Task directions:
Show every line of the data below that contains the word "door", treating uppercase and lowercase letters as different.

[Begin]

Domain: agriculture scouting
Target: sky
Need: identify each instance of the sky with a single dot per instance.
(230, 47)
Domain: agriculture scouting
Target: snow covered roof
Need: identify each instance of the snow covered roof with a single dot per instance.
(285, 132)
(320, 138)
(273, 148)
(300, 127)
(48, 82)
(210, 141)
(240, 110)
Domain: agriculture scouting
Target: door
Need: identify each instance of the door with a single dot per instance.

[End]
[Begin]

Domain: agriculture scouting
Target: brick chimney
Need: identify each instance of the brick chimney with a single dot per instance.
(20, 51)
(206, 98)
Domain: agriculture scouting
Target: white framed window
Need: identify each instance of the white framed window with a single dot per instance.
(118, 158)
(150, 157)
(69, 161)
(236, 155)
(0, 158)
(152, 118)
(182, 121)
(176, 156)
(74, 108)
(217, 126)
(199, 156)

[End]

Exercise response:
Target: door
Need: identify each instance of the door with a single dot per instance.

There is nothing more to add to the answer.